Cette année, la conjonction de deux forces va créer des risques majeurs pour la démocratie dans le monde. La moitié de la population mondiale sera appelée aux urnes et les outils d’intelligence artificielle générative (IAG) atteindront des performances spectaculaires. La possibilité de créer, via ces mêmes IAG, des fake news pendant ces élections sera mise à profit par beaucoup d’acteurs malveillants. Faut-il s’en inquiéter ? Oui.

2024 sera une année exceptionnelle durant laquelle des élections vont avoir lieu dans de nombreux pays, en rose sur cette carte. États-Unis, Inde, Europe, Afrique du Sud, Mexique : ils font partie des pays les plus peuplés du monde et les résultats de ces élections auront des conséquences majeures sur la situation politique dans le monde, en 2025.

Si l’on met de côté les pays où le résultat des votes suscite peu de doute, il reste plusieurs milliards de personnes qui vivent dans des pays raisonnablement démocratiques, où leur vote compte. Des premières actions pour tenter d’influencer les votes ont eu lieu pendant les élections présidentielles américaines de 2016 et 2020. C’était la préhistoire, avant l’arrivée de l’IAG. Cette année, tous les outils d’IAG sont disponibles pour rendre les actions de déstabilisation beaucoup plus efficaces.

DONNÉES EXTRAITES:
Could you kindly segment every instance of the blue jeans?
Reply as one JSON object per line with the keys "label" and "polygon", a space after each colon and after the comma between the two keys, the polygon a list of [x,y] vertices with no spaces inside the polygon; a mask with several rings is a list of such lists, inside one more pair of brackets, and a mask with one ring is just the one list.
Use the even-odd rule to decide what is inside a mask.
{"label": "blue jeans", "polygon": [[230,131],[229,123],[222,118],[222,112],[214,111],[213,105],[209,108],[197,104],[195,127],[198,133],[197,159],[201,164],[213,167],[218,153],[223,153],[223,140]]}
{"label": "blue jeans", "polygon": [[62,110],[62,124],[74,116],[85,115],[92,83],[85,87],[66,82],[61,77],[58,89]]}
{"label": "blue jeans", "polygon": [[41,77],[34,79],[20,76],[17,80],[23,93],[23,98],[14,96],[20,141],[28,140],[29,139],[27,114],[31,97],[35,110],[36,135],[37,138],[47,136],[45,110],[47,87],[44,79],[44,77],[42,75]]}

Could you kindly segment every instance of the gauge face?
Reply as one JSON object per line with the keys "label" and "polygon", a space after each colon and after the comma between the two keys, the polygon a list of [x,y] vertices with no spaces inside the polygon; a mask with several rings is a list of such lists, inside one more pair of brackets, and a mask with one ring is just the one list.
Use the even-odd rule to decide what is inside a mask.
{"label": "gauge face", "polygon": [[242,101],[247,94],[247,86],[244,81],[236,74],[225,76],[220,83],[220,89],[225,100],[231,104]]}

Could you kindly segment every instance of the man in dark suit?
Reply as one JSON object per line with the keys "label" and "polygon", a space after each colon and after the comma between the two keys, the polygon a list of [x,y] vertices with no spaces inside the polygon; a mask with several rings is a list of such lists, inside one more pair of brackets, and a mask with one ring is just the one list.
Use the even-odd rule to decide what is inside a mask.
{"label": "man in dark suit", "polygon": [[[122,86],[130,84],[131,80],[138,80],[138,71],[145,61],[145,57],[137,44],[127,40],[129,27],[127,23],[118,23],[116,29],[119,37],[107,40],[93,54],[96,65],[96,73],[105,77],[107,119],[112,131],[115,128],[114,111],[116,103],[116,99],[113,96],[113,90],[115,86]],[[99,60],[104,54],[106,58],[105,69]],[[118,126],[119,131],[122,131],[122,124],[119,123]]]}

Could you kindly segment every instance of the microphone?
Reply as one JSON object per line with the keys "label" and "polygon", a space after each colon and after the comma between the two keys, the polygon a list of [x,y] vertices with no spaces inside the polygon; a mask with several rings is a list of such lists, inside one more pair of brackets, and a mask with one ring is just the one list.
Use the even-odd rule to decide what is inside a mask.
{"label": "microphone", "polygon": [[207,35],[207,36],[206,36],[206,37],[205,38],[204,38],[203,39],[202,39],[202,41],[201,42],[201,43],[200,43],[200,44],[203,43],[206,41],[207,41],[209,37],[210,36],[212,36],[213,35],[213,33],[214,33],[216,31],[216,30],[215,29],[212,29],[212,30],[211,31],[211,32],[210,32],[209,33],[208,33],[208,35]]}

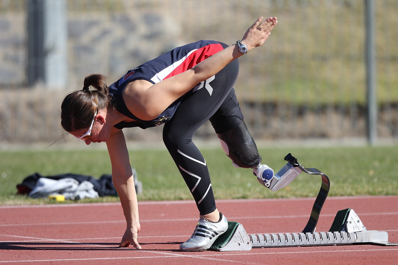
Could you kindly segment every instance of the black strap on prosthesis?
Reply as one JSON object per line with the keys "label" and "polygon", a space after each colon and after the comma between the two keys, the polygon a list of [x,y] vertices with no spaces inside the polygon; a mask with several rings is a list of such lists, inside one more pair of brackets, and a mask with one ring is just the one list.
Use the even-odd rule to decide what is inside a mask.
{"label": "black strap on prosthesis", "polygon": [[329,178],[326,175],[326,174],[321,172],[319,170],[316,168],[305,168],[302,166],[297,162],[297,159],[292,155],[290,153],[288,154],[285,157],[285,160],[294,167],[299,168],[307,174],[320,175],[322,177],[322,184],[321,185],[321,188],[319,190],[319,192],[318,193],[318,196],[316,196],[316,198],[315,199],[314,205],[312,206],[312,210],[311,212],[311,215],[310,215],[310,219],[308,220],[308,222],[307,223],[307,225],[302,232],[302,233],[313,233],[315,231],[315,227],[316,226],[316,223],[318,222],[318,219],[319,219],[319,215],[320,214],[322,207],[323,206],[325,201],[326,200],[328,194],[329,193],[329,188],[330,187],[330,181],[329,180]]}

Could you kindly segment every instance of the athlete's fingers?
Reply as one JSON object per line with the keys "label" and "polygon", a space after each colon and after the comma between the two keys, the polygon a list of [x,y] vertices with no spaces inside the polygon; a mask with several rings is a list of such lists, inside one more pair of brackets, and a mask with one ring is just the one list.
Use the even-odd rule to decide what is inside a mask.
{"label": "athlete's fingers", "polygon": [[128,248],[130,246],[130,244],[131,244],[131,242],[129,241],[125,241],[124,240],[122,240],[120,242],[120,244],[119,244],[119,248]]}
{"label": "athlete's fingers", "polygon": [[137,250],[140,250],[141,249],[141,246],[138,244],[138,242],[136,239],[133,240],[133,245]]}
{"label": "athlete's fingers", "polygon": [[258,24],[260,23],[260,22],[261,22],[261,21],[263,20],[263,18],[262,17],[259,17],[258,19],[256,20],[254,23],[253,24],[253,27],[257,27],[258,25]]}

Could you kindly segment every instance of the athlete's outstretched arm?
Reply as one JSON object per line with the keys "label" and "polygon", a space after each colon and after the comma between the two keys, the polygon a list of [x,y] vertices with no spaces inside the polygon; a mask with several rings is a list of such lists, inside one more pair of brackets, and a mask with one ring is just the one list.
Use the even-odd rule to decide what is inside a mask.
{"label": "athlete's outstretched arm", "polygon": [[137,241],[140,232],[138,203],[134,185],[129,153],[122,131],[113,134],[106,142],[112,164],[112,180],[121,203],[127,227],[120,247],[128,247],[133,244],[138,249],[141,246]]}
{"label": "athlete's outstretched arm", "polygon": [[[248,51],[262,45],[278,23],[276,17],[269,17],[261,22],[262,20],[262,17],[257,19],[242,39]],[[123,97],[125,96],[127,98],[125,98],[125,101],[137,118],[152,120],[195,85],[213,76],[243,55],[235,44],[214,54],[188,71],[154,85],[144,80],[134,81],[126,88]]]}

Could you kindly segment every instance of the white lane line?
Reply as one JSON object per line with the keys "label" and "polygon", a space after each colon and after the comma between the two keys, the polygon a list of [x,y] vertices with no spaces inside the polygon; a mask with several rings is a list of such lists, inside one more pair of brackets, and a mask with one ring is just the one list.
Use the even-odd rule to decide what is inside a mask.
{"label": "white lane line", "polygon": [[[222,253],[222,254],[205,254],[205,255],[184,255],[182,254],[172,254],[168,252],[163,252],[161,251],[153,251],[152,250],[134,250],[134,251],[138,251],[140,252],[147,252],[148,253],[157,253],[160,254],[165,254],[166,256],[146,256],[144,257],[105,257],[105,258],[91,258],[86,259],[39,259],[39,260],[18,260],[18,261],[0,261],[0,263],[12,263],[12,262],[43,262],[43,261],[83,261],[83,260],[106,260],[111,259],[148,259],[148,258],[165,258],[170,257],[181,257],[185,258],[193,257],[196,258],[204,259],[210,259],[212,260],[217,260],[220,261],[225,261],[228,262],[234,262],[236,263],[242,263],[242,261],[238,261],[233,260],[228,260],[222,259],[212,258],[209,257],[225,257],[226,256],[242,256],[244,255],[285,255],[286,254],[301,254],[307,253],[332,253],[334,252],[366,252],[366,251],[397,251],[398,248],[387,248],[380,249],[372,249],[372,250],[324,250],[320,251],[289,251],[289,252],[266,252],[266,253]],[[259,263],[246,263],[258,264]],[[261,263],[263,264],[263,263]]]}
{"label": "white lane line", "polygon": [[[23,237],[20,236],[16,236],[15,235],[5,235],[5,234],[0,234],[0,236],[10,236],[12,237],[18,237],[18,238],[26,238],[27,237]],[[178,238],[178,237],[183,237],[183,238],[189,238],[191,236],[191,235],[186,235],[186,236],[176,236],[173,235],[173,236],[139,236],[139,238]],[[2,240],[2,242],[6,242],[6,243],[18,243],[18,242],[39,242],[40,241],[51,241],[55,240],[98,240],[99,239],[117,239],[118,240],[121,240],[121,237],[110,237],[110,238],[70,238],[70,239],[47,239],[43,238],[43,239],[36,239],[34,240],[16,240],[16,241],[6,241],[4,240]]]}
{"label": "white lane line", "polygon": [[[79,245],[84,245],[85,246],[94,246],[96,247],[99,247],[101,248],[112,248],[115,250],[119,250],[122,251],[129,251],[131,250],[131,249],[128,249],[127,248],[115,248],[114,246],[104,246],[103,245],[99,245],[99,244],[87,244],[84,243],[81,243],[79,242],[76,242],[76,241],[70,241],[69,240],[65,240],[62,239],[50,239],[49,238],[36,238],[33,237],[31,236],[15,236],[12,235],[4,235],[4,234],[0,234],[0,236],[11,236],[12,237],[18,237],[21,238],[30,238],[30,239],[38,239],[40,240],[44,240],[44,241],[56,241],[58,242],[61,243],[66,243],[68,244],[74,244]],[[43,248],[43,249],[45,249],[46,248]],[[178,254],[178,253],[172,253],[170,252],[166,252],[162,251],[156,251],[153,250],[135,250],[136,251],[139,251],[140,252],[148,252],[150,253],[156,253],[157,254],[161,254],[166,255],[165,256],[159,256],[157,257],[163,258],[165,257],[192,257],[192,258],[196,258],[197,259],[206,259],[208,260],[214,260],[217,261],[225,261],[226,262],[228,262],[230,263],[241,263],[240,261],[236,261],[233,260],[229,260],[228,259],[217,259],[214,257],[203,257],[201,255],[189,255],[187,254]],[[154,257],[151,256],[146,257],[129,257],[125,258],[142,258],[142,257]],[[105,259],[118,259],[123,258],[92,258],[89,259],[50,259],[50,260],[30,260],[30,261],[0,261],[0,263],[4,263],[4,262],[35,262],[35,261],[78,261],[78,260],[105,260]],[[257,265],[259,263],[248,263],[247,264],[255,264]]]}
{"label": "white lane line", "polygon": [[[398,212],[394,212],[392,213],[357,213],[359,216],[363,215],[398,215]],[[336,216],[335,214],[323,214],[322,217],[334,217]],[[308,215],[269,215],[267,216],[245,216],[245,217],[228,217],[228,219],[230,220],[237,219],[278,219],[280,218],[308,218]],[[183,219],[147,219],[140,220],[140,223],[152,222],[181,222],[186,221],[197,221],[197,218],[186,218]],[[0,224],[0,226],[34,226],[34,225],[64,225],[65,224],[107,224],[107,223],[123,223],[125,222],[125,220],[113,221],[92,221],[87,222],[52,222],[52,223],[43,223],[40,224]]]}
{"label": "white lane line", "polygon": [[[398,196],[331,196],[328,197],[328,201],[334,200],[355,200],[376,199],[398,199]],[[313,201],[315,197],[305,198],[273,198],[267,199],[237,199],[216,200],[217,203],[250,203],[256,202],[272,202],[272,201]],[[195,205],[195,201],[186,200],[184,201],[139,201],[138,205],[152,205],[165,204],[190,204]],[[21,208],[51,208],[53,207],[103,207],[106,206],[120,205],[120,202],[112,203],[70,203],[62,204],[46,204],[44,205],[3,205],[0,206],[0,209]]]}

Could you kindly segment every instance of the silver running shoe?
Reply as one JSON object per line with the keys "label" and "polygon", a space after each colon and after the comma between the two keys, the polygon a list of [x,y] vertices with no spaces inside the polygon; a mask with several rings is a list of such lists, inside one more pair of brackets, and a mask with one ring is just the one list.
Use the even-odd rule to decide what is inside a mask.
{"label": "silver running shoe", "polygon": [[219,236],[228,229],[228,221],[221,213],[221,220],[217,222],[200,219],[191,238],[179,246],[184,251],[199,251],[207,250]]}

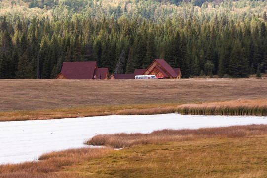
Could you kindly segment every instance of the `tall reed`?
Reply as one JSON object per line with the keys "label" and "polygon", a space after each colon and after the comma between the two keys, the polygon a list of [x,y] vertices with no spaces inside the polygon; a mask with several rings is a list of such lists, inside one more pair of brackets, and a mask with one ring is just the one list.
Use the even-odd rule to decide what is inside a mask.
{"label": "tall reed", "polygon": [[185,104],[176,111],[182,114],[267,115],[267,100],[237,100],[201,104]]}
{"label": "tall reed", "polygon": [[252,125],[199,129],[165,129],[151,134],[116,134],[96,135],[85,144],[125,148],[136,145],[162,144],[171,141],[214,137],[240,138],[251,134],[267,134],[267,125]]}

CONSIGNE: Prolongez l'article sur les risques que fait peser l'IA générative sur les élections de 2024, en reprenant après sa dernière phrase.

RÉSULTAT:
Comme le montre ce tableau, la capacité des outils d’IAG pour créer des contenus a fait des progrès spectaculaires depuis l’arrivée de ChatGPT 3, en novembre 2022, et dans tous les domaines : texte, images, sons et voix, vidéos.

Je pronostique que les trois médias qui seront le plus utilisés en 2024 pour influencer les élections seront la voix, la photo et la vidéo.

Élections + IAG : premiers exemples de deepfakes

Aujourd’hui, le clonage de la voix est très facile. Il suffit d’obtenir quelques secondes d’échantillons de la voix à copier pour le produire. C’est ce que l’on peut lire dans cet article qui donne des exemples de clonage avec deux échantillons de voix, de dix secondes et trente secondes.

On en a eu un premier exemple d’usage aux États-Unis lors des primaires démocrates dans le New Hampshire, en janvier 2024. La voix du président américain Joe Biden a été utilisée de manière frauduleuse pour des appels téléphoniques automatiques, demandant aux électeurs de ne pas voter.

Dans le domaine de la vidéo, les solutions sont encore imparfaites, mais progressent tous les mois. On en a eu un premier exemple en France en décembre 2023: la députée EELV Marie-Charlotte Garin a publié sur X-Twitter une fausse vidéo d’Emmanuel Macron.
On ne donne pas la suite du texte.